Write every entry out again exactly, please, and skip the pictures.

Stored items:
= = = =

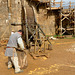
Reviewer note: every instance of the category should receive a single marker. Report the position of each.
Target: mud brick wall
(47, 19)
(5, 20)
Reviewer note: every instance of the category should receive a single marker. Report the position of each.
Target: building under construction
(53, 17)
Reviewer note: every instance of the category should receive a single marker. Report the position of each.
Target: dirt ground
(61, 60)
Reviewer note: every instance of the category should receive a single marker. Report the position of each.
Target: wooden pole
(70, 6)
(9, 16)
(61, 3)
(74, 20)
(54, 3)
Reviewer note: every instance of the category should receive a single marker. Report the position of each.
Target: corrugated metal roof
(43, 1)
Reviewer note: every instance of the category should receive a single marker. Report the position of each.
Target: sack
(22, 59)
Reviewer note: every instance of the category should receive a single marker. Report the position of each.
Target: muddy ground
(61, 61)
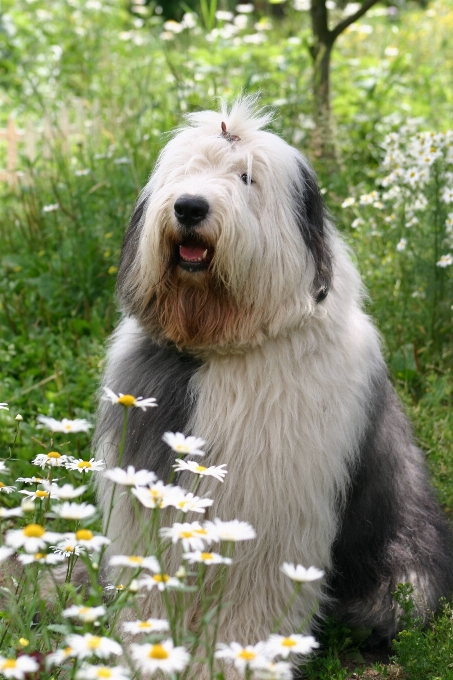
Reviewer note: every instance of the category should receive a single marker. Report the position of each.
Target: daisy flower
(32, 538)
(6, 489)
(87, 672)
(52, 459)
(158, 495)
(91, 465)
(182, 444)
(273, 670)
(65, 425)
(192, 535)
(148, 626)
(191, 503)
(279, 645)
(66, 548)
(10, 512)
(74, 511)
(159, 580)
(38, 494)
(128, 400)
(86, 539)
(135, 562)
(214, 471)
(206, 558)
(65, 492)
(162, 656)
(300, 573)
(85, 614)
(131, 477)
(41, 558)
(88, 645)
(5, 553)
(234, 530)
(18, 668)
(243, 657)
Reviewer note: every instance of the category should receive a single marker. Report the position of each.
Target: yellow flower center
(288, 642)
(84, 535)
(161, 578)
(247, 655)
(126, 400)
(206, 556)
(94, 642)
(158, 652)
(33, 531)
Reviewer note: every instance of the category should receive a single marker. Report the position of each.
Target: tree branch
(340, 27)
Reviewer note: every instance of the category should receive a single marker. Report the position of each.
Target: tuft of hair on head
(242, 117)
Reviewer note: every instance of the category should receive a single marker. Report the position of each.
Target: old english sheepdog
(243, 318)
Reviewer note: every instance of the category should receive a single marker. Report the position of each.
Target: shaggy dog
(243, 318)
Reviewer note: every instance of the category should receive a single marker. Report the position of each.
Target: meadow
(135, 74)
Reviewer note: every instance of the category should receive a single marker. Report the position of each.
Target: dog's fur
(268, 356)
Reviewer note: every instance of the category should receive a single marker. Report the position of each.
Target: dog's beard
(195, 311)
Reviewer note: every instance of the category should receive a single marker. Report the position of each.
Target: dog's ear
(130, 247)
(311, 218)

= = = =

### Expected output
Reviewer note: every instance of the category should receive a single marker. Report the position of each.
Target: mud brick wall
(47, 19)
(5, 20)
Reviewer note: every instance of the category should receive a single marker. Report the position of each.
Target: building under construction
(53, 17)
Reviewer note: every instance of the category should receive a single marker. Report the position of each.
Target: dirt ground
(61, 60)
Reviewer note: every instance of the category should receive a single marker. Report the position of each.
Target: wooden pole
(70, 6)
(9, 16)
(61, 3)
(74, 20)
(54, 3)
Reviewer note: every instance of the category should receive a single marker. Report the position of each.
Target: corrugated metal roof
(43, 1)
Reviewer note: every instance of the category should receive a single marker. Report the position of each.
Target: sack
(22, 59)
Reviewer note: every instance of the category should receive a single marker. Report the position of each.
Target: muddy ground
(61, 61)
Reviewer note: every instance of the category should receive a single marker. Report the position of each.
Target: daisy flower
(32, 538)
(6, 489)
(87, 672)
(52, 459)
(158, 495)
(91, 465)
(182, 444)
(273, 670)
(65, 425)
(192, 535)
(148, 626)
(191, 503)
(279, 645)
(66, 548)
(10, 512)
(74, 511)
(159, 580)
(38, 494)
(128, 400)
(86, 539)
(135, 562)
(214, 471)
(206, 558)
(65, 492)
(162, 656)
(300, 573)
(85, 614)
(131, 477)
(41, 558)
(88, 645)
(5, 553)
(234, 530)
(18, 668)
(243, 657)
Reviewer note: every instance of the category should receive a single marker. Report the position of each.
Target: yellow flower center
(288, 642)
(84, 535)
(161, 578)
(247, 655)
(126, 400)
(206, 556)
(94, 642)
(158, 652)
(33, 531)
Reviewer note: every instance of the category should receive a single marker. Report the position of each.
Target: tree branch
(340, 27)
Reviewer note: every instance of the category should receive a single marker. Report the position of each.
Target: tuft of hair on head
(242, 117)
Reviewer note: every instance of the category should receive a single marker. Report the position of each.
Target: old english sheepdog
(243, 318)
Reviewer note: every instance of the category should receive a single marker. Report the position of each.
Target: shaggy dog
(243, 318)
Reviewer note: every instance of the category should receive a single marker. Report the position of each.
Target: meadow
(135, 74)
Reviewer note: every instance of the category should receive a single marker. Report the position of each.
Target: dog's fur
(268, 356)
Reviewer note: every instance of the category should receive a single marker. Report the position of each.
Target: dog's beard
(195, 311)
Reviewer note: every instance of the category should receive a single marker. Report the position of each.
Target: dog's ear
(130, 247)
(311, 218)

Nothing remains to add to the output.